_Given passage_:
↓
Why accuracy of CNN with BatchNormLayer will change slightly after restoring? #57

wagamamaz · 2017-01-07T07:32:04Z

Hi everyone, I found a interesting thing but I don't know the reason.
When I restore a CNN network with BatchNormLayer from npz file, the accuracy is slightly different, my code as attached. Hope someone can help me, thanks in advance.

Here is my result:
Result of training is_test_only = False: (note: I set n_epoch=1 and use only a small part of trainig data for fast debugging.)

Epoch 1 of 1 took 28.871696s
   train loss: 0.823357
   train acc: 0.757412
   val loss: 0.804865
   val acc: 0.768029
Evaluation
   test loss: 0.829894
   test acc: 0.760116

Result of restoring the network from npz file, is_test_only = True:

Evaluation
   test loss: 0.832265
   test acc: 0.760917

@sczhengyabin I saw you set variables = tf.GraphKeys.GLOBAL_VARIABLES in BatchNormLayer (layers.py line 1825), but I found it will get 8 parameters ... are you sure it is correct? I tried the following setting, but the accuracy still has slightly difference ...

if variables = tf.GraphKeys.GLOBAL_VARIABLES, it has 8 variables <- @sczhengyabin using this.
if variables = tf.GraphKeys.TRAINABLE_VARIABLES, it has 2 variables (gamma, beta)   
or variables = [beta, gamma, moving_mean, moving_variance] ?

@boscotsang as I discuss with you in pull/42, the testing and training cost are all drop normally, but I really don't understand why the accuracies are different after restoring and what variables should be included in the BatchNormLayer.
My code
environment: TensorFlow 0.12 and TensorLayer 1.3.0

#! /usr/bin/python
# -*- coding: utf8 -*-

import numpy as np
import tensorflow as tf
import tensorlayer as tl
from tensorlayer.layers import set_keep
import time

is_test_only = False # if True, restore and test without training

X_train, y_train, X_val, y_val, X_test, y_test = \
                tl.files.load_mnist_dataset(shape=(-1, 28, 28, 1))

X_train = np.asarray(X_train, dtype=np.float32)[0:10000]#<-- small training set for fast debugging
y_train = np.asarray(y_train, dtype=np.int64)[0:10000]
X_val = np.asarray(X_val, dtype=np.float32)
y_val = np.asarray(y_val, dtype=np.int64)
X_test = np.asarray(X_test, dtype=np.float32)
y_test = np.asarray(y_test, dtype=np.int64)

print('X_train.shape', X_train.shape)
↑
_Records shown_:
↓
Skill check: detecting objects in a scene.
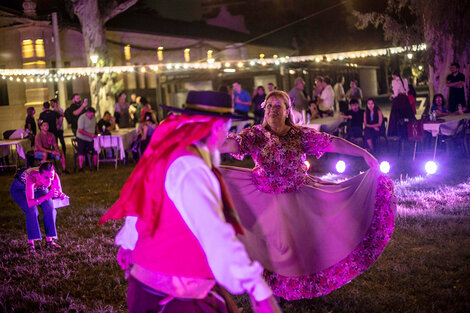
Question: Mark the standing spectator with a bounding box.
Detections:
[96,111,116,135]
[139,112,157,154]
[388,70,415,137]
[318,76,335,117]
[64,93,88,136]
[342,99,364,142]
[333,76,348,114]
[232,82,251,116]
[346,80,362,107]
[34,121,70,174]
[289,77,309,113]
[312,76,323,101]
[49,98,67,155]
[408,79,416,115]
[38,101,61,141]
[431,93,449,117]
[253,86,266,124]
[364,98,383,151]
[24,107,37,137]
[114,92,131,128]
[447,62,467,113]
[268,83,277,92]
[77,107,98,172]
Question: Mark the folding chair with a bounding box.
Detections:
[70,137,93,172]
[95,135,120,169]
[438,119,468,156]
[407,120,424,161]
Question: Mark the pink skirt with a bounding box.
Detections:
[221,166,395,300]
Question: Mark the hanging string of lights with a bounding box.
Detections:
[0,44,426,83]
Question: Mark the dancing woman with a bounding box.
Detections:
[221,91,394,300]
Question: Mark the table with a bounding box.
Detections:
[93,128,136,160]
[302,116,346,134]
[0,138,31,168]
[423,113,470,160]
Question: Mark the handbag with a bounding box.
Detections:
[407,120,424,141]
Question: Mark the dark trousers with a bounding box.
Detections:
[10,179,57,239]
[127,275,236,313]
[57,129,67,155]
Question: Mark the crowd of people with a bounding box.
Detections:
[10,60,465,312]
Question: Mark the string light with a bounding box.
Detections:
[0,44,426,83]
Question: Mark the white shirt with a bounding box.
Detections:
[333,83,346,101]
[320,85,335,111]
[116,156,272,301]
[392,78,408,98]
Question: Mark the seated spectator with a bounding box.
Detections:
[341,99,364,142]
[24,107,37,136]
[38,101,61,142]
[139,112,157,154]
[431,93,449,117]
[252,86,266,124]
[308,101,321,123]
[96,111,116,135]
[24,107,37,147]
[34,122,70,174]
[140,97,157,123]
[364,98,383,151]
[77,107,98,172]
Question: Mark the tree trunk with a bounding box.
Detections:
[74,0,108,119]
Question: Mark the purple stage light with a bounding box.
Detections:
[424,161,438,175]
[380,161,390,174]
[336,160,346,174]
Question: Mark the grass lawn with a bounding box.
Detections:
[0,149,470,312]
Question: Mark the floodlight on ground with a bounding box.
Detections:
[336,160,346,174]
[380,161,390,174]
[424,161,437,175]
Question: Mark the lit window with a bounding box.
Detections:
[22,39,34,59]
[124,45,131,60]
[35,39,46,58]
[157,47,163,62]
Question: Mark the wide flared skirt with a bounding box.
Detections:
[221,167,395,300]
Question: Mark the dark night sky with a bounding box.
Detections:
[0,0,391,54]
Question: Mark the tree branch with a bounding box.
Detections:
[103,0,137,23]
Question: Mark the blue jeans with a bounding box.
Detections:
[10,179,57,240]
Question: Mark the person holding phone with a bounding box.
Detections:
[10,162,67,253]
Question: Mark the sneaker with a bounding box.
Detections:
[26,242,36,254]
[46,240,62,250]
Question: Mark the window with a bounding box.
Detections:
[22,39,34,59]
[124,45,131,61]
[35,39,46,58]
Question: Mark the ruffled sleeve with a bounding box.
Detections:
[301,127,332,159]
[227,125,260,160]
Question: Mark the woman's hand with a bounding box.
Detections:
[47,188,61,199]
[117,248,132,271]
[363,150,379,169]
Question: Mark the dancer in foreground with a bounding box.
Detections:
[220,91,394,300]
[10,162,67,253]
[100,91,280,313]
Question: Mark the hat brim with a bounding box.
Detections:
[160,104,251,120]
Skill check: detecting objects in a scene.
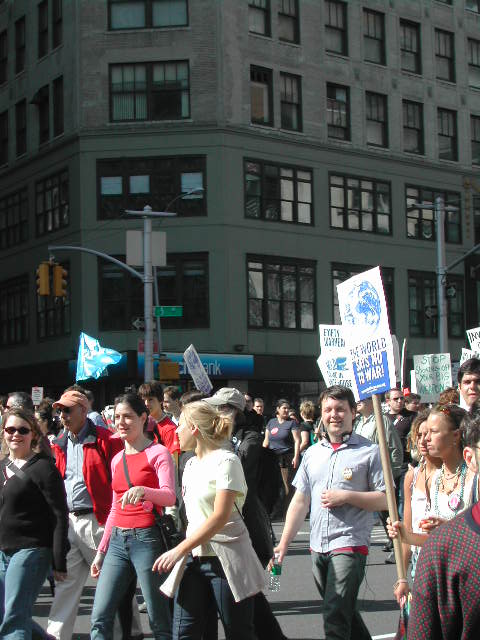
↑
_Your tasks_:
a) In the batch normalization issue thread, what test accuracy is reported after restoring the network from the npz file?
b) Continue the batch normalization issue thread from its last line.

_Results in order_:
a) 0.760917

b)
print('y_train.shape', y_train.shape)
print('X_val.shape', X_val.shape)
print('y_val.shape', y_val.shape)
print('X_test.shape', X_test.shape)
print('y_test.shape', y_test.shape)
print('X %s   y %s' % (X_test.dtype, y_test.dtype))

sess = tf.InteractiveSession()

batch_size = 128
x = tf.placeholder(tf.float32, shape=[batch_size, 28, 28, 1])
y_ = tf.placeholder(tf.int64, shape=[batch_size,])

def inference(x, is_train, reuse=None):
    gamma_init = tf.random_normal_initializer(1., 0.02)
    with tf.variable_scope("CNN", reuse=reuse):
        tl.layers.set_name_reuse(reuse)
        network = tl.layers.InputLayer(x, name='input_layer')
        network = tl.layers.Conv2d(network, n_filter=32, filter_size=(5, 5), strides=(1, 1),
                act=None, b_init=None, padding='SAME', name='cnn_layer1')
        network = tl.layers.BatchNormLayer(network, act=tf.nn.relu,
                gamma_init=gamma_init, is_train=is_train, name='batch1')

        network = tl.layers.MaxPool2d(network, filter_size=(2, 2), strides=(2, 2),
                padding='SAME', name='pool_layer1')
        network = tl.layers.Conv2d(network, n_filter=64, filter_size=(5, 5), strides=(1, 1),
                act=None, b_init=None, padding='SAME', name='cnn_layer2')
        network = tl.layers.BatchNormLayer(network, act=tf.nn.relu,
                gamma_init=gamma_init, is_train=is_train, name='batch2')

        network = tl.layers.MaxPool2d(network, filter_size=(2, 2), strides=(2, 2),
                padding='SAME', name='pool_layer2')
        ## end of conv
        network = tl.layers.FlattenLayer(network, name='flatten_layer')
        if is_train:
            network = tl.layers.DropoutLayer(network, keep=0.5, is_fix=True, name='drop1')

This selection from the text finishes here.